> [Your instructions]: Beginning at the line containing "spire in the photo above." and continuing to the end of the records below, give each line again exactly as it stands, and only those lines.

> [Exercise data]:
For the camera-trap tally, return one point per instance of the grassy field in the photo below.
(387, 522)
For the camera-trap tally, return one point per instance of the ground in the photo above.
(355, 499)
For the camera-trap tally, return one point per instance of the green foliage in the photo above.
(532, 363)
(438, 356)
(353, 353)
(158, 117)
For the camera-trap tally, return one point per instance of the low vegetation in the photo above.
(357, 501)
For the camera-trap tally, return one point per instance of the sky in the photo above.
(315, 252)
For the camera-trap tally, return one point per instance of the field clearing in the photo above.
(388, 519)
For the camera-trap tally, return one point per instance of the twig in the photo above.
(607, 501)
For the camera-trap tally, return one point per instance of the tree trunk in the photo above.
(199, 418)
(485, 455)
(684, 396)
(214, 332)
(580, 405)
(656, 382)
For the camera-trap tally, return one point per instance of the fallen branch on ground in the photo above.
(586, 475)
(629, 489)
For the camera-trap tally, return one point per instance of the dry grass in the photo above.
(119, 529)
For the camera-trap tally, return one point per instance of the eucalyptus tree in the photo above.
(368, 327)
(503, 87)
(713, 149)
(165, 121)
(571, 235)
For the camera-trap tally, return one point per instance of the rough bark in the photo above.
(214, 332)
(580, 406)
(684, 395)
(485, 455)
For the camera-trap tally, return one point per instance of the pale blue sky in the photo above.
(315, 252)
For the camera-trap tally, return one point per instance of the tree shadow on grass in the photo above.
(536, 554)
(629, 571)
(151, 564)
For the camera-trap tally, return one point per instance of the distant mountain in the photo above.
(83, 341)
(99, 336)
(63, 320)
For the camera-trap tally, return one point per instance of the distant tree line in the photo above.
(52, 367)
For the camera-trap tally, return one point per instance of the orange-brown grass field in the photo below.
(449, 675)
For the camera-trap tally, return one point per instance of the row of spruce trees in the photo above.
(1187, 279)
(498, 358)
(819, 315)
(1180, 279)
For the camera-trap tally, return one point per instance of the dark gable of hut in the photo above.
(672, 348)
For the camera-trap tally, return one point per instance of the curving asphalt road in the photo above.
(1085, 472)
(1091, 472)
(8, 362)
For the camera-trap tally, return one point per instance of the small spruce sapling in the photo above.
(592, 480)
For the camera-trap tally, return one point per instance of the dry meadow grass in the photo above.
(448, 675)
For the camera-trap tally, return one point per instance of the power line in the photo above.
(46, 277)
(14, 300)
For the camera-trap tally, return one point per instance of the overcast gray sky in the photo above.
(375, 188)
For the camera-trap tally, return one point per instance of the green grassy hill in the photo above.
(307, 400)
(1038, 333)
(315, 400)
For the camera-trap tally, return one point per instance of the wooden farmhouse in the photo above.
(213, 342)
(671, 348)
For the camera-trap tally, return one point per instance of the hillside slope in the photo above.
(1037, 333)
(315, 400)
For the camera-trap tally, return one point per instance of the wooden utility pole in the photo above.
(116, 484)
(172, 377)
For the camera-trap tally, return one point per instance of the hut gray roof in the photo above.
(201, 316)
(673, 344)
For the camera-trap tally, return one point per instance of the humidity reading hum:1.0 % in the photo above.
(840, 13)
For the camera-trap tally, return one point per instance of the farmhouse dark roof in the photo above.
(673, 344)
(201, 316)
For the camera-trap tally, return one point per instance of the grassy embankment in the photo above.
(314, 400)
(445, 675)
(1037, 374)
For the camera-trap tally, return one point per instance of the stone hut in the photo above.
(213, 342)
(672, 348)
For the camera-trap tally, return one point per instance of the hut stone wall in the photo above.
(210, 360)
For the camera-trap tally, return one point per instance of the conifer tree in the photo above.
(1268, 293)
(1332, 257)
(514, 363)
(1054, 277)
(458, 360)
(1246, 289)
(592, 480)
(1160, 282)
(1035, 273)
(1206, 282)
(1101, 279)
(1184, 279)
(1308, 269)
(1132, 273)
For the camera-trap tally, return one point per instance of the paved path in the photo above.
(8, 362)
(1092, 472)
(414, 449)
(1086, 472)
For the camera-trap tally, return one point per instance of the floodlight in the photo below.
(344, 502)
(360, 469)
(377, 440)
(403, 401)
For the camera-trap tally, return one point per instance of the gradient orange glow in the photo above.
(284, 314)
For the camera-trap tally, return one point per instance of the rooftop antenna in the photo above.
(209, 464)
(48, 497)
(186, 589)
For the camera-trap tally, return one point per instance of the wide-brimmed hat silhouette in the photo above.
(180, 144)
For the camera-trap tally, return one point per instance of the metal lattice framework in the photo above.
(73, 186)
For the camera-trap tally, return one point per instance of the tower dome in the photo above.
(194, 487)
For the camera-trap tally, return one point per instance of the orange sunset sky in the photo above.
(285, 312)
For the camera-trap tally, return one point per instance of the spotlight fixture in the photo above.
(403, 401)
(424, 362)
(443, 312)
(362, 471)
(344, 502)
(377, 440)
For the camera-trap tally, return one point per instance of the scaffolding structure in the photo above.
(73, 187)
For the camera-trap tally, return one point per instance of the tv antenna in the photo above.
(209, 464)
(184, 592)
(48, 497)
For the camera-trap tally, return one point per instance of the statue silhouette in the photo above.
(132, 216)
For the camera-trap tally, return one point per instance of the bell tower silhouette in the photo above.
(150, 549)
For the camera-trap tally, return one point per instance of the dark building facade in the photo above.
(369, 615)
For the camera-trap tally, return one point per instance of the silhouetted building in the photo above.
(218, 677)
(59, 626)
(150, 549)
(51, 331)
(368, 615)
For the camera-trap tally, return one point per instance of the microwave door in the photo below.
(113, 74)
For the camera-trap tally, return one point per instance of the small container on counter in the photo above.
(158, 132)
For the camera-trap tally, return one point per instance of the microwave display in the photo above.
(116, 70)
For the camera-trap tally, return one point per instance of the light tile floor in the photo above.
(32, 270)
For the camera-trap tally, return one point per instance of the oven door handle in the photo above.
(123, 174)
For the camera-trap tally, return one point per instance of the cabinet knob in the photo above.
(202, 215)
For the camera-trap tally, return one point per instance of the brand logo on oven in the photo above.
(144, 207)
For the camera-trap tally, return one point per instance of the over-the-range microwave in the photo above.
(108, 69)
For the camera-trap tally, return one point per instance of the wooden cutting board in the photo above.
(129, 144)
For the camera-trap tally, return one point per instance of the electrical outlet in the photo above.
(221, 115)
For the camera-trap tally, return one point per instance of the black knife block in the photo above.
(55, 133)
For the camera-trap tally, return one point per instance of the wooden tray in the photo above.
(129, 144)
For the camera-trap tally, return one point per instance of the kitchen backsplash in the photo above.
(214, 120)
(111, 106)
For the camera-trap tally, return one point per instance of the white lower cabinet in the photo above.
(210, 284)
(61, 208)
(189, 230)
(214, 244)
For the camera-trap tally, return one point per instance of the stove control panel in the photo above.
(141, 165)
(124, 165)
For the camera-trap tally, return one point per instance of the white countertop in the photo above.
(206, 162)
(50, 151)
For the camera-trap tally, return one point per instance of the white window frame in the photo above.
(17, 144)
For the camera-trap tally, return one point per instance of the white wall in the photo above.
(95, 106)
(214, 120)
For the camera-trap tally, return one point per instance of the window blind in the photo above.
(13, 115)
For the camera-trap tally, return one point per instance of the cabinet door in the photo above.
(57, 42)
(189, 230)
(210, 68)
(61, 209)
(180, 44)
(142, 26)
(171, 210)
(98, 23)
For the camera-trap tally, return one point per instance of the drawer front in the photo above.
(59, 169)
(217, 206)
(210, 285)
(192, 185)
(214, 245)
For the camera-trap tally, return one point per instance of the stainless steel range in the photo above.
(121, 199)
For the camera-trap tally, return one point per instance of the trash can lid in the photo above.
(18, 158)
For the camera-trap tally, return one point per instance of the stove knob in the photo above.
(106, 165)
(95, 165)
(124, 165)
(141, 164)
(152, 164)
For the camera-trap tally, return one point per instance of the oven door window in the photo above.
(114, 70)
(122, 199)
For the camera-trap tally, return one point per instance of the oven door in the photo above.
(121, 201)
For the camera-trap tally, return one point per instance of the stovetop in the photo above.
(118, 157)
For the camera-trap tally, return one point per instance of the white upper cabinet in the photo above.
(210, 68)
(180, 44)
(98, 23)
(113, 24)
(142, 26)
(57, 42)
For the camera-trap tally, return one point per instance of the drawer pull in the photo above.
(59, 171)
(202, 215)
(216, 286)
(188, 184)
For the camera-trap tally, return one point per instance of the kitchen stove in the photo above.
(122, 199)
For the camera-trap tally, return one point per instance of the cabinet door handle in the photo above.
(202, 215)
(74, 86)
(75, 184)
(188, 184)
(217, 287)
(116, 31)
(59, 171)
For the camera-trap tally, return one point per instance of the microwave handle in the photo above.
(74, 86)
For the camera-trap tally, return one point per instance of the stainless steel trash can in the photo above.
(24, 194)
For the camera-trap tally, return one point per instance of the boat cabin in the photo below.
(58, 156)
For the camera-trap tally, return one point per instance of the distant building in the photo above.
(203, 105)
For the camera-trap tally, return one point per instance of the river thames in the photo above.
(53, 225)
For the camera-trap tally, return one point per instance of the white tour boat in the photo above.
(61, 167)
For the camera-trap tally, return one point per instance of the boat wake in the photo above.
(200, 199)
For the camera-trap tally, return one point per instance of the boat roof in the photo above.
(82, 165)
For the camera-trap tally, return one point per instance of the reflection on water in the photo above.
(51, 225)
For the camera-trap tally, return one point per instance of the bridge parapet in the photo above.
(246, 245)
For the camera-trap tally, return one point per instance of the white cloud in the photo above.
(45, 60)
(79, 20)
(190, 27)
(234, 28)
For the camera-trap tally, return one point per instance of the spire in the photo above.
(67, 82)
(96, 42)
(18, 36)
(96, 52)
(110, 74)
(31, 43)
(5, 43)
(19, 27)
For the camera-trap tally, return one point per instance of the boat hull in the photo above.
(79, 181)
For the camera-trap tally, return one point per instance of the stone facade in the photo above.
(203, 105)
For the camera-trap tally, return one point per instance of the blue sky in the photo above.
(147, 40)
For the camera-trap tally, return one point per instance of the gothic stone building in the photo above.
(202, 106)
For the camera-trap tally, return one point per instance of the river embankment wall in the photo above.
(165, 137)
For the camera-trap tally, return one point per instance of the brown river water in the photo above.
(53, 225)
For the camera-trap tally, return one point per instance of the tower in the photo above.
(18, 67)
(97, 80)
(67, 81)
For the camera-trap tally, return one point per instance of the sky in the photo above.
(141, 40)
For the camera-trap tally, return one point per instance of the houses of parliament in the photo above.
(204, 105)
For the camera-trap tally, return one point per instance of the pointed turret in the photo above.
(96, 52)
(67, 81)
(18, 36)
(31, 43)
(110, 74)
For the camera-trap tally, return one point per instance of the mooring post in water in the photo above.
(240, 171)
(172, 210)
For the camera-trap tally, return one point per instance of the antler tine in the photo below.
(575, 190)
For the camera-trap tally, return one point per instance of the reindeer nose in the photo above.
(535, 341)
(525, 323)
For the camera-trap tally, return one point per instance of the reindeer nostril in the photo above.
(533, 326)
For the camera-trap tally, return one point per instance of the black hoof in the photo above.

> [Written answer]:
For the camera-trap tally, return one point per instance of the spire in the photo above.
(67, 82)
(96, 42)
(18, 36)
(96, 52)
(110, 74)
(31, 43)
(5, 43)
(19, 27)
For the camera-trap tally, return one point per instance of the boat hull in the photo above.
(79, 181)
For the camera-trap tally, return one point per instance of the stone facade in the photo above.
(203, 105)
For the camera-trap tally, return one point per instance of the blue sky in the photo above.
(147, 40)
For the camera-trap tally, return one point per instance of the gothic stone building in the photo above.
(202, 106)
For the camera-trap tally, return one point per instance of the river embankment wall in the photo above.
(165, 137)
For the camera-trap tally, return one point per instance of the brown river water in the photo above.
(53, 225)
For the camera-trap tally, return one point per instance of the tower in the photo above.
(18, 67)
(97, 80)
(67, 81)
For the camera-trap tally, return one point per instance of the sky in the photo above.
(141, 40)
For the camera-trap tally, return one point per instance of the houses of parliament in the photo above.
(204, 105)
For the camera-trap tally, return one point per instance of the pointed turret in the photo above.
(96, 52)
(67, 81)
(18, 36)
(31, 43)
(110, 74)
For the camera-trap tally, return one point per instance of the mooring post in water in the photo above.
(240, 171)
(172, 210)
For the camera-trap tally, return one point per instance of the antler tine in the photo below.
(575, 190)
For the camera-trap tally, return one point per instance of the reindeer nose in the photo above.
(535, 341)
(525, 323)
For the camera-trap tally, return one point per instance of the reindeer nostril in the photo above.
(533, 326)
For the camera-trap tally, return one point per instance of the black hoof in the photo above.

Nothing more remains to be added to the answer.